Reproduce the stretch of data from the line containing "task: segment the black cup lid" through the line containing "227 125 L 206", requests included, and raise every path coordinate in the answers by 58. Leave the numbers in the requests and their sample outputs unchanged.

╭─ RAW RECORDS

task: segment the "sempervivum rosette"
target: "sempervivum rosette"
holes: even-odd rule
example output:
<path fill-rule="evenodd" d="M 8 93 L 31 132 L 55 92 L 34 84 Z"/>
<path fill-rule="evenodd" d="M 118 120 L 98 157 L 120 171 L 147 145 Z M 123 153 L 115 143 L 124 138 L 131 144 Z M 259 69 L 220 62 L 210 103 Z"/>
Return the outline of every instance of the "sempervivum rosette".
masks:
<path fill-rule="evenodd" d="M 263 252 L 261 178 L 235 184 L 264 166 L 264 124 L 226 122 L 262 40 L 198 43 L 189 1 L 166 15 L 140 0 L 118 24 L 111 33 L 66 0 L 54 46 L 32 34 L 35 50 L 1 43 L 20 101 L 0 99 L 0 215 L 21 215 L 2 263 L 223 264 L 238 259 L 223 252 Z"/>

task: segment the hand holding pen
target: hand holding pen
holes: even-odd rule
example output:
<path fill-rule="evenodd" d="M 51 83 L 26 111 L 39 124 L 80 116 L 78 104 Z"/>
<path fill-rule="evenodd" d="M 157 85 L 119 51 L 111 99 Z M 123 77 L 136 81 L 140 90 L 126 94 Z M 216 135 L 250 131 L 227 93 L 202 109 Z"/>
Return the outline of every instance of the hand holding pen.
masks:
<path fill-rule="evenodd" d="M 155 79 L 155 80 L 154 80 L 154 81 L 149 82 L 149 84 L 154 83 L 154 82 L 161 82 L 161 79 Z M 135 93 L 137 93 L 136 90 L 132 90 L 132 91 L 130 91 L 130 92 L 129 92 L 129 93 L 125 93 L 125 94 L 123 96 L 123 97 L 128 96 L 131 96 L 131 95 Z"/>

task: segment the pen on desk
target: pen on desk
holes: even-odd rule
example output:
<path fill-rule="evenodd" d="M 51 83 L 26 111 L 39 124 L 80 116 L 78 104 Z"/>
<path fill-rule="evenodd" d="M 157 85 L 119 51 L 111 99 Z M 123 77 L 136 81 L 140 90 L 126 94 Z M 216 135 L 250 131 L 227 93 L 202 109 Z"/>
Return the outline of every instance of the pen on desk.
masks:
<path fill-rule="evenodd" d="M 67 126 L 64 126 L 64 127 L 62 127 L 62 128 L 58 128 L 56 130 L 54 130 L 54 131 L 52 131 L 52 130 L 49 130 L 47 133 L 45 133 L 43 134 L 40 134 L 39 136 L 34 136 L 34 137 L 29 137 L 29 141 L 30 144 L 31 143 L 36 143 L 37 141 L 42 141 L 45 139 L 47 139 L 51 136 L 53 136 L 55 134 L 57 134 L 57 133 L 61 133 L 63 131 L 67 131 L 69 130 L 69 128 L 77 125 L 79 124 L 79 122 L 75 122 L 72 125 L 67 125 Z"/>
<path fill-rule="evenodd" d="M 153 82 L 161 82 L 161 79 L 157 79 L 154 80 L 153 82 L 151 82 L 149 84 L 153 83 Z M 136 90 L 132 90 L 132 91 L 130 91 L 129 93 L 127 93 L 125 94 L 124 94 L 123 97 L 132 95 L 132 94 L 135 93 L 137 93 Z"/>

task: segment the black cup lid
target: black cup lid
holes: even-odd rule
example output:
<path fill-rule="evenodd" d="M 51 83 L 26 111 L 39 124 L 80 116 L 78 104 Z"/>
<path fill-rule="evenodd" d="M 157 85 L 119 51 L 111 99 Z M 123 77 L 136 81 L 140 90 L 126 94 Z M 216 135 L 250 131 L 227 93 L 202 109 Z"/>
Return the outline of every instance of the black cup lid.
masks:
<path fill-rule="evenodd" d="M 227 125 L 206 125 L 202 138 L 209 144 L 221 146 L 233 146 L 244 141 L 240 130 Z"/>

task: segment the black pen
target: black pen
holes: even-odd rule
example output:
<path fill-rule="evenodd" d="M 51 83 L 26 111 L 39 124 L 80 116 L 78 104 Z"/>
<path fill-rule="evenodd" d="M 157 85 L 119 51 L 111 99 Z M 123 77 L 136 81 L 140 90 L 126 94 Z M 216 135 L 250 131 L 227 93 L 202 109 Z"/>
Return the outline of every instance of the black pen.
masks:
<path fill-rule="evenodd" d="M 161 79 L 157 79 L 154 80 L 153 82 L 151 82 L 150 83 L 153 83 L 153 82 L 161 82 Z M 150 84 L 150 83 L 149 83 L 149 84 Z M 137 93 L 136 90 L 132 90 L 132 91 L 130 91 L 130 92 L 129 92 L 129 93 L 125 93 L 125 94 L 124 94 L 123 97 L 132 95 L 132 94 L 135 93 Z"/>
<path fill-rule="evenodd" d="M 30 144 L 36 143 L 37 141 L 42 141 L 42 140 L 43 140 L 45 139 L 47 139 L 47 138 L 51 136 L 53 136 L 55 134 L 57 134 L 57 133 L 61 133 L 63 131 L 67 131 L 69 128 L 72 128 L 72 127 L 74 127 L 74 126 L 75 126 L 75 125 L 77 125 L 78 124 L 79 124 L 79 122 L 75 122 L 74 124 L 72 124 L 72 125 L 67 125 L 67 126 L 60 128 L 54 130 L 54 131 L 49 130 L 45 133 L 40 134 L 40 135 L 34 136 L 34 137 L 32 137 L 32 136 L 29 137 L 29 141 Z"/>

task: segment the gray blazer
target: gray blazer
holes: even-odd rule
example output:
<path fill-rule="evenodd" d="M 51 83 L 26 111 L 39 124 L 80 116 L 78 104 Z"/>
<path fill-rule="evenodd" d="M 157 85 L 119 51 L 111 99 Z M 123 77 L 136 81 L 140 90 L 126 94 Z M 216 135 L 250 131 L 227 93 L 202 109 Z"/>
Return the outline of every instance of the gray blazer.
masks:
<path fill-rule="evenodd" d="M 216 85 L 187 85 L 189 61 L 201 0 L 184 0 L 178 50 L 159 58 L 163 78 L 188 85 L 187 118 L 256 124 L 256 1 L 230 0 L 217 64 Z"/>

╰─

*COMPLETED EXERCISE*:
task: segment the black cup lid
target: black cup lid
holes: even-odd rule
example output:
<path fill-rule="evenodd" d="M 51 83 L 26 111 L 39 124 L 80 116 L 78 104 Z"/>
<path fill-rule="evenodd" d="M 157 85 L 119 51 L 111 99 Z M 123 77 L 136 81 L 140 90 L 126 94 Z M 216 135 L 250 131 L 227 93 L 202 109 Z"/>
Return the outline of every instance of the black cup lid.
masks:
<path fill-rule="evenodd" d="M 285 183 L 264 183 L 260 196 L 267 202 L 279 204 L 291 204 L 302 199 L 298 188 Z"/>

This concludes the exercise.